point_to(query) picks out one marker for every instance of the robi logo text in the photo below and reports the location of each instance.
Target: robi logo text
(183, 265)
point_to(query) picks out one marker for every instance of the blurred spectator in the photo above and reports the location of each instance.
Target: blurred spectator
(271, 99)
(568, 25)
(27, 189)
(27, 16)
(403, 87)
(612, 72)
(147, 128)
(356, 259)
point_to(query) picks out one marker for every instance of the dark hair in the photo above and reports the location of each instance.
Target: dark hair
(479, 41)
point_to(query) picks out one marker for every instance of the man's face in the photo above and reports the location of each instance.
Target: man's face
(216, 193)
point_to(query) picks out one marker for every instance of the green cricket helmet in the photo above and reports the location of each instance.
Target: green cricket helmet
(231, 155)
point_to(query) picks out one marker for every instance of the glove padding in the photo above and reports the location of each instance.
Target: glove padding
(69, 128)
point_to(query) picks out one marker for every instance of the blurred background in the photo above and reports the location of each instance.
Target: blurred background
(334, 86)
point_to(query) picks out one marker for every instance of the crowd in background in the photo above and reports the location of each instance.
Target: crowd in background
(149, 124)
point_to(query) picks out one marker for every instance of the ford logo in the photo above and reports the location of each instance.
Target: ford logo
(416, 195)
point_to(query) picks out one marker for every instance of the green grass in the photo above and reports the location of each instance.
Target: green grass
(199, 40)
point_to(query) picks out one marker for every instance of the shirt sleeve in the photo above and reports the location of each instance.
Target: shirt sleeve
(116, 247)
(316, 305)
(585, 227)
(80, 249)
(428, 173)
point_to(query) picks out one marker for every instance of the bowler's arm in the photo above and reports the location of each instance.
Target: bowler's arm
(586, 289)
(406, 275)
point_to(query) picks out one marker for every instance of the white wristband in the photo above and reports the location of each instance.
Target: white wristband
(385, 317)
■ ■ ■
### Objective
Copy out all of the material above word for word, leaving nothing out.

### The result
point_to(query) picks out one marker for every instance of the robi logo text in the photo below and reports the location of each instance.
Target: robi logo text
(183, 265)
point_to(query) picks out one marker for every instance of the blurred spectator in the photo above and reports the location of each instance.
Target: blurred spectator
(271, 99)
(568, 25)
(27, 189)
(27, 16)
(403, 87)
(612, 72)
(147, 128)
(356, 259)
point_to(query) picks out one marker for every instance of the dark hair in the photo above and reports the location of each instance.
Target: dark hair
(479, 41)
point_to(query) picks out one marker for every instance of the man's face in the photo above and reports the location of each instance.
Target: man's face
(216, 193)
point_to(query) picks out one marker for every instance of the green cricket helmet in the photo above and reports the location of each instance.
Target: green cricket helmet
(231, 155)
point_to(query) picks out one marker for every instance of the glove padding in the photo above and reports the location of each instance.
Target: glove padding
(69, 128)
point_to(query) picks out one marker for every instance of the blurred background in the photo above and reports the location of each instance.
Target: blurred background
(334, 86)
point_to(query) picks out one marker for every instance of the crowd in background in the photo above and reports the location of each instance.
Target: crowd in background
(149, 124)
point_to(query) picks out one marker for every instance of the ford logo in the photo above and reports the location of each instance.
Target: ford logo
(416, 195)
point_to(query) picks out one marker for every instance of the green grass in the photo above and reports the location of each instance.
Target: green grass
(199, 40)
point_to(query) picks out one marker for every instance of the shirt sleeve in the photo above and reports the location of each instance.
Target: shirt sleeve
(116, 247)
(316, 305)
(585, 227)
(80, 249)
(428, 173)
point_to(query) picks out one marker for every instance of the bowler's arm in the photo above and reports the location of each instance.
Target: bowler's arm
(586, 289)
(406, 275)
point_to(query) picks out one marker for every instance of the white wristband in the photo above and reports the location of each instance.
Target: white wristband
(385, 317)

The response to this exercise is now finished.